TRECHO:
+--

Numa vila fundada por portugueses, naturalmente a religiosidade é uma das marcas principais. E, em Santo Amaro, a influência católica segue até hoje, mas com uma tradição diferente do que geralmente se vê por aí. Lá, existe uma manifestação religiosa leiga (que não pertence a um clero), mas com função de ser a ligação entre a igreja e a comunidade. Na vila, ela é chamada de Irmandade do Santíssimo Sacramento e Santo Amaro, e as atividades datam de 1815.

Segundo a historiadora Angelita da Rosa, as irmandades de leigos eram um grupo de homens que se unia em torno de um santo – diferente de uma paróquia. “A paróquia tem um ponto de vista eclesiástico, ela está vinculada a um distritamento religioso. Já a irmandade foca num santo, numa igreja. A festa de Santo Amaro, por exemplo, segue os ritos determinados pelo estatuto da irmandade. Sempre o festeiro é um irmão. Às 6h do dia do santo, não importa o dia da semana, vão na casa do festeiro e vêm em procissão trazendo-o até a igreja. A descida do santo do altar só é feita pelos irmãos. A missa solene, em geral, é feita por um arcebispo de Porto Alegre. E atrás dele, durante a celebração, fica a irmandade, todos vestidos com roupas vermelhas”, descreve Angelita.

Edson de Paula, levando a cruz, é venâncio-airense e o atual provedor da irmandade (Foto: Arquivo pessoal)

O provedor

O venâncio-airense Edson Luís de Paula, 52 anos, está no terceiro mandato como provedor da irmandade, cargo semelhante a presidente. Como descendente de italianos e portugueses, portanto famílias que sempre participaram das comunidades ondem moraram, herdou esse costume e está na irmandade há cerca de oito anos.

+--

ENUNCIADO 1: Copie do trecho sobre a irmandade de Santo Amaro a passagem que vai de "Numa vila fundada" até "datam de 1815.".
ENUNCIADO 2:
Responda com base no trecho sobre a irmandade de Santo Amaro:
(a) De que ano datam as atividades da irmandade?
(b) Quem costuma celebrar a missa solene?
(c) Em qual mandato como provedor está Edson Luís de Paula?
ENUNCIADO 3:
Indique se cada afirmação concorda com o trecho sobre a irmandade de Santo Amaro, citando as palavras que decidem:
(a) A irmandade pertence ao clero.
(b) Apenas os irmãos descem o santo do altar.
(c) Edson de Paula participa da irmandade há cerca de vinte anos.
As linhas abaixo provêm de uma fonte distinta.

DADOS REGISTRADOS:
+--

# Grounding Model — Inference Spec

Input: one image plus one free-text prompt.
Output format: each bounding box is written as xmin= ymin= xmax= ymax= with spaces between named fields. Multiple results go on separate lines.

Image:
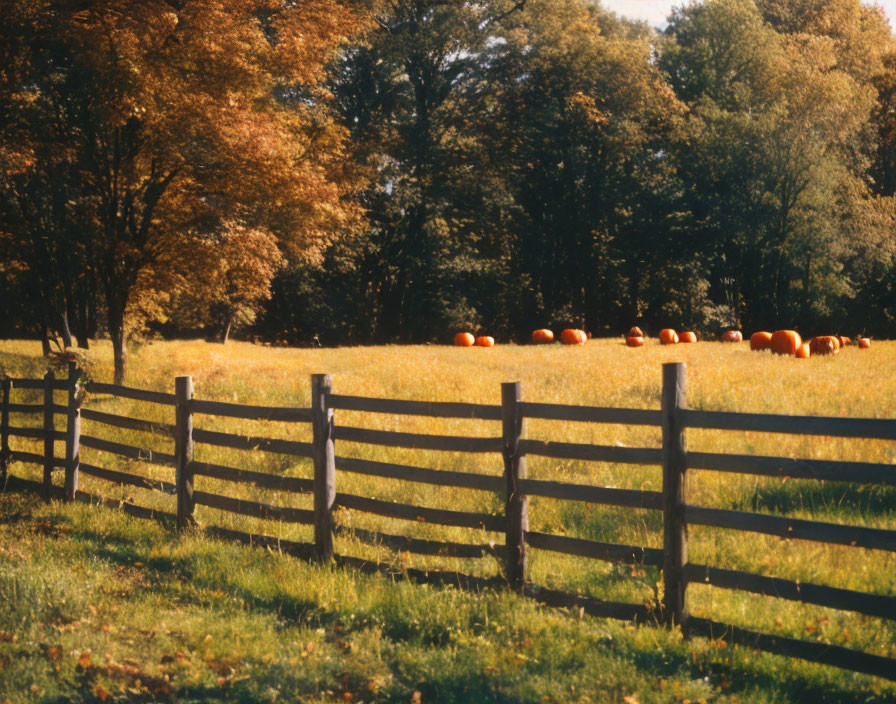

+--

RESOLUÇÃO 1:
Numa vila fundada por portugueses, naturalmente a religiosidade é uma das marcas principais. E, em Santo Amaro, a influência católica segue até hoje, mas com uma tradição diferente do que geralmente se vê por aí. Lá, existe uma manifestação religiosa leiga (que não pertence a um clero), mas com função de ser a ligação entre a igreja e a comunidade. Na vila, ela é chamada de Irmandade do Santíssimo Sacramento e Santo Amaro, e as atividades datam de 1815.

RESOLUÇÃO 2:
(a) De 1815.
(b) Um arcebispo de Porto Alegre.
(c) No terceiro mandato.

RESOLUÇÃO 3:
(a) Não: "manifestação religiosa leiga (que não pertence a um clero)".
(b) Sim: "A descida do santo do altar só é feita pelos irmãos."
(c) Não: "está na irmandade há cerca de oito anos".